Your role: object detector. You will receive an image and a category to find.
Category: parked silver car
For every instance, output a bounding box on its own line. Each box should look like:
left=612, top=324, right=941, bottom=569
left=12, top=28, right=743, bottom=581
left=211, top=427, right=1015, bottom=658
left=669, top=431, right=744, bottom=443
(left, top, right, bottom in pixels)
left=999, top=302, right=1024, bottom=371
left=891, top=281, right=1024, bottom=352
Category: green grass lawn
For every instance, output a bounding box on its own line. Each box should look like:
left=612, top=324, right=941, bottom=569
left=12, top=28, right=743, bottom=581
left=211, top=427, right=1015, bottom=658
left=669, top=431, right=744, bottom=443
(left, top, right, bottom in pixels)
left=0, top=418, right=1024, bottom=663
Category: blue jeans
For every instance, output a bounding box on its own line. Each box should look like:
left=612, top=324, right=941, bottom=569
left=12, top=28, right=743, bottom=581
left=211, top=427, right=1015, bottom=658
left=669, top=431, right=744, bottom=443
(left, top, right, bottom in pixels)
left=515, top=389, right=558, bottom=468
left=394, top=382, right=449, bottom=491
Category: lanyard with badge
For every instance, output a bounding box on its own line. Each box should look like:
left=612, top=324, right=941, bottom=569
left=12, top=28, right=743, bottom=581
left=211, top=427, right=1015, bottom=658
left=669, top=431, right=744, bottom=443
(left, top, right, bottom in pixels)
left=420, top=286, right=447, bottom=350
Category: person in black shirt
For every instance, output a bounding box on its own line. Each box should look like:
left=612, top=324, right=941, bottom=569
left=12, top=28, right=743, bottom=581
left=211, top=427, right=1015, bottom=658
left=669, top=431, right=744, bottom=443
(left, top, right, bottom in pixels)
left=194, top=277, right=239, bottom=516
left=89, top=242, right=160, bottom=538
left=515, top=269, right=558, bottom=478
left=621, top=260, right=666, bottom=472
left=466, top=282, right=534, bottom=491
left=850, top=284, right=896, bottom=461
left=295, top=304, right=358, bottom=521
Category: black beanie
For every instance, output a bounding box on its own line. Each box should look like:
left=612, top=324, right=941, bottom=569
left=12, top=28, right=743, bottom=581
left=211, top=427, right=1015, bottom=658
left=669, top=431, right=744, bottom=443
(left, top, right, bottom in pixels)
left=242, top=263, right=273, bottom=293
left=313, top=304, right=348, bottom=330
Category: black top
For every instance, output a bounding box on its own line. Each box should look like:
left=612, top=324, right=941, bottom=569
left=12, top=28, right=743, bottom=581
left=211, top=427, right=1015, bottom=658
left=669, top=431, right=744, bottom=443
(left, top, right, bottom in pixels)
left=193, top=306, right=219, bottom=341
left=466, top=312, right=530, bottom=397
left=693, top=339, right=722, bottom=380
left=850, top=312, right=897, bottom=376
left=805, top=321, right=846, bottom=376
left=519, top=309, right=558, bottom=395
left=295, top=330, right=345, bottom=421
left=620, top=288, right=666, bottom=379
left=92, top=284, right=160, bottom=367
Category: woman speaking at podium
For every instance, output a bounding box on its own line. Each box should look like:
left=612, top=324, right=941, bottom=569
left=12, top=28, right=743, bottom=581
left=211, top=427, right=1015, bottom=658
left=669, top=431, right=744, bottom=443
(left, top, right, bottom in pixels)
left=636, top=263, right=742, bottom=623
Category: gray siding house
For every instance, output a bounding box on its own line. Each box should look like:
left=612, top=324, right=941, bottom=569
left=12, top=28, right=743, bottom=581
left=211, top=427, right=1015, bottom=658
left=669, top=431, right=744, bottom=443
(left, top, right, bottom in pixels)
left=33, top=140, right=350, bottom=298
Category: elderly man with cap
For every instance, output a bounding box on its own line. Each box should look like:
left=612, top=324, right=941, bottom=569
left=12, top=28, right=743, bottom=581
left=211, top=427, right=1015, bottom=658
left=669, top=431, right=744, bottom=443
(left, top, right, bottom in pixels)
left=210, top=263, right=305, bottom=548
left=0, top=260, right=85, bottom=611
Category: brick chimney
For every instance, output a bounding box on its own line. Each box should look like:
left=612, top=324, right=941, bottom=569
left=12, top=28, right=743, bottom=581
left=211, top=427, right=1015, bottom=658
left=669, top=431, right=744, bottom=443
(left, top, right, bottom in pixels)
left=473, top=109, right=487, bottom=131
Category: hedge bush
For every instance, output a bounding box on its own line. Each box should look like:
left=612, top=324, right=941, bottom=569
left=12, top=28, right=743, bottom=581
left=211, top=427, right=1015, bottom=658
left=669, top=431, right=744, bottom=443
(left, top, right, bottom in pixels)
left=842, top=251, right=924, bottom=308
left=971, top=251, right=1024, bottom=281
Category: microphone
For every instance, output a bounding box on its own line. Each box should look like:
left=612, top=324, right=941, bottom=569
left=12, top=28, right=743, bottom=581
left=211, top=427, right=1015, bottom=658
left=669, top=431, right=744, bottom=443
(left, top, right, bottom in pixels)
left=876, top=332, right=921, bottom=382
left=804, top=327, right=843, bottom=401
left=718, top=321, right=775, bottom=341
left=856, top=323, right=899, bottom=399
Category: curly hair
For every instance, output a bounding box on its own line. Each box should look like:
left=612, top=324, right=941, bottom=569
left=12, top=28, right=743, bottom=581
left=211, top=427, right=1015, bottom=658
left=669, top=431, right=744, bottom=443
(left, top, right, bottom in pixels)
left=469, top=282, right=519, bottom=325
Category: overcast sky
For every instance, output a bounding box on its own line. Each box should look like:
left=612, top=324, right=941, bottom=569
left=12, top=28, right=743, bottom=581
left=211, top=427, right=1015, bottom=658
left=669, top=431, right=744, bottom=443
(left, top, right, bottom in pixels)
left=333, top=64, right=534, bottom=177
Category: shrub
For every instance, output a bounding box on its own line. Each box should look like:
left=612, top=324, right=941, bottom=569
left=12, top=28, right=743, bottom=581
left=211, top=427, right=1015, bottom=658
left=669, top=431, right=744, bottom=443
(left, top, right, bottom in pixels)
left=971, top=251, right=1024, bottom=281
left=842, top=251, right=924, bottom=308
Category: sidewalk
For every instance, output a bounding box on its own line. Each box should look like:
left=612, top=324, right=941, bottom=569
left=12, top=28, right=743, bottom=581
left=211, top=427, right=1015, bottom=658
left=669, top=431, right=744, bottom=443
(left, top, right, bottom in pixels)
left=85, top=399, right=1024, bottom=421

= = = = =

Reproduce these lines in full, substituting "rectangle" for every occurrence of "bounding box" and leaving everything else intact.

■ Answer to the exercise:
Your role: object detector. You will receive an image and a category to find.
Category: parked silver car
For every instance, output a rectangle on its own line. Each box should look like:
left=612, top=324, right=941, bottom=569
left=12, top=28, right=743, bottom=581
left=211, top=427, right=1015, bottom=658
left=669, top=431, right=744, bottom=443
(left, top, right, bottom in pixels)
left=999, top=302, right=1024, bottom=371
left=891, top=281, right=1024, bottom=352
Category: green grass lawn
For every instance, output a rectangle on its own line. Each box should look like:
left=612, top=324, right=941, bottom=569
left=12, top=28, right=743, bottom=581
left=211, top=427, right=1015, bottom=658
left=669, top=431, right=744, bottom=443
(left, top, right, bottom in pixels)
left=0, top=418, right=1024, bottom=663
Category: blue jeans
For every instance, output a rectangle on its own line. Each box should look like:
left=612, top=324, right=941, bottom=569
left=12, top=28, right=743, bottom=581
left=211, top=427, right=1015, bottom=658
left=669, top=431, right=744, bottom=443
(left, top, right, bottom in pixels)
left=515, top=389, right=558, bottom=468
left=394, top=382, right=449, bottom=491
Category: lanyard with badge
For every instance, output a rectangle on its own line. Each box should look like:
left=612, top=324, right=941, bottom=569
left=12, top=28, right=743, bottom=581
left=211, top=427, right=1015, bottom=658
left=669, top=431, right=744, bottom=443
(left, top, right, bottom in pixels)
left=420, top=286, right=447, bottom=350
Category: person in black shirt
For every instance, output a rectangle on its own line. Each box should look like:
left=612, top=324, right=941, bottom=569
left=12, top=28, right=743, bottom=581
left=211, top=427, right=1015, bottom=658
left=669, top=431, right=744, bottom=443
(left, top, right, bottom in pixels)
left=194, top=277, right=239, bottom=516
left=89, top=242, right=160, bottom=538
left=515, top=269, right=558, bottom=478
left=621, top=260, right=666, bottom=472
left=466, top=282, right=534, bottom=491
left=850, top=284, right=896, bottom=461
left=295, top=304, right=358, bottom=521
Category: black beanie
For every instance, output a rectangle on its own line. Each box should look like:
left=612, top=324, right=941, bottom=569
left=12, top=28, right=743, bottom=581
left=211, top=427, right=1015, bottom=658
left=669, top=431, right=744, bottom=443
(left, top, right, bottom in pixels)
left=242, top=263, right=273, bottom=293
left=313, top=304, right=348, bottom=330
Category: black top
For every instance, output a rectangle on its own line. Each box should look like:
left=612, top=324, right=941, bottom=569
left=12, top=28, right=743, bottom=581
left=211, top=427, right=1015, bottom=658
left=669, top=431, right=744, bottom=443
(left, top, right, bottom in pixels)
left=193, top=306, right=219, bottom=341
left=466, top=312, right=530, bottom=397
left=693, top=339, right=722, bottom=380
left=850, top=312, right=897, bottom=376
left=805, top=321, right=846, bottom=376
left=519, top=309, right=558, bottom=395
left=295, top=330, right=345, bottom=421
left=620, top=288, right=666, bottom=379
left=92, top=284, right=160, bottom=367
Category: woman speaking at podium
For every instance, output a rectangle on its own line. Each box should look like:
left=612, top=324, right=941, bottom=569
left=12, top=28, right=743, bottom=581
left=211, top=427, right=1015, bottom=658
left=669, top=431, right=744, bottom=443
(left, top, right, bottom in pixels)
left=636, top=263, right=742, bottom=623
Category: gray siding house
For every instance, output a rectangle on its own line. Each box should look like:
left=612, top=324, right=941, bottom=569
left=12, top=28, right=743, bottom=581
left=211, top=427, right=1015, bottom=658
left=669, top=431, right=744, bottom=443
(left, top, right, bottom in pixels)
left=33, top=140, right=350, bottom=298
Category: elderly man with cap
For every instance, output a rectangle on its own line. Each box should look like:
left=612, top=324, right=941, bottom=569
left=12, top=28, right=743, bottom=581
left=211, top=427, right=1015, bottom=658
left=669, top=431, right=744, bottom=443
(left, top, right, bottom in pixels)
left=210, top=263, right=305, bottom=548
left=0, top=260, right=85, bottom=611
Category: brick chimney
For every instance, output a rectangle on its own line. Each box should look like:
left=612, top=324, right=941, bottom=569
left=12, top=28, right=743, bottom=581
left=211, top=427, right=1015, bottom=658
left=669, top=431, right=744, bottom=443
(left, top, right, bottom in pixels)
left=473, top=109, right=487, bottom=131
Category: hedge bush
For every instance, output a rectangle on its own line. Each box should look like:
left=612, top=324, right=941, bottom=569
left=12, top=28, right=743, bottom=581
left=211, top=427, right=1015, bottom=658
left=669, top=431, right=744, bottom=443
(left, top, right, bottom in pixels)
left=842, top=251, right=924, bottom=308
left=971, top=251, right=1024, bottom=281
Category: microphone
For every instance, output a rectangle on its own line. Each box should look like:
left=612, top=324, right=941, bottom=569
left=12, top=28, right=743, bottom=581
left=211, top=427, right=1015, bottom=658
left=669, top=431, right=744, bottom=443
(left, top, right, bottom in pixels)
left=876, top=332, right=921, bottom=382
left=804, top=327, right=843, bottom=401
left=718, top=321, right=775, bottom=341
left=856, top=323, right=899, bottom=399
Category: curly hair
For every instance, output a rectangle on its own line. Each box should look like:
left=612, top=324, right=941, bottom=569
left=12, top=28, right=743, bottom=581
left=211, top=427, right=1015, bottom=658
left=669, top=431, right=744, bottom=443
(left, top, right, bottom in pixels)
left=469, top=282, right=519, bottom=325
Category: overcast sky
For every instance, output a rectangle on its own line. Each box should look like:
left=612, top=324, right=941, bottom=569
left=12, top=28, right=743, bottom=581
left=211, top=427, right=1015, bottom=658
left=669, top=431, right=744, bottom=443
(left, top, right, bottom in pixels)
left=333, top=64, right=534, bottom=177
Category: shrub
For every instance, output a rectangle on its own line. Each box should look like:
left=612, top=324, right=941, bottom=569
left=12, top=28, right=743, bottom=581
left=211, top=427, right=1015, bottom=658
left=669, top=431, right=744, bottom=443
(left, top, right, bottom in pixels)
left=971, top=251, right=1024, bottom=281
left=842, top=251, right=924, bottom=308
Category: sidewalk
For every instance, output a rectangle on its own line. Each box should look like:
left=612, top=324, right=941, bottom=569
left=12, top=28, right=743, bottom=581
left=211, top=427, right=1015, bottom=658
left=669, top=431, right=744, bottom=443
(left, top, right, bottom in pixels)
left=85, top=399, right=1024, bottom=421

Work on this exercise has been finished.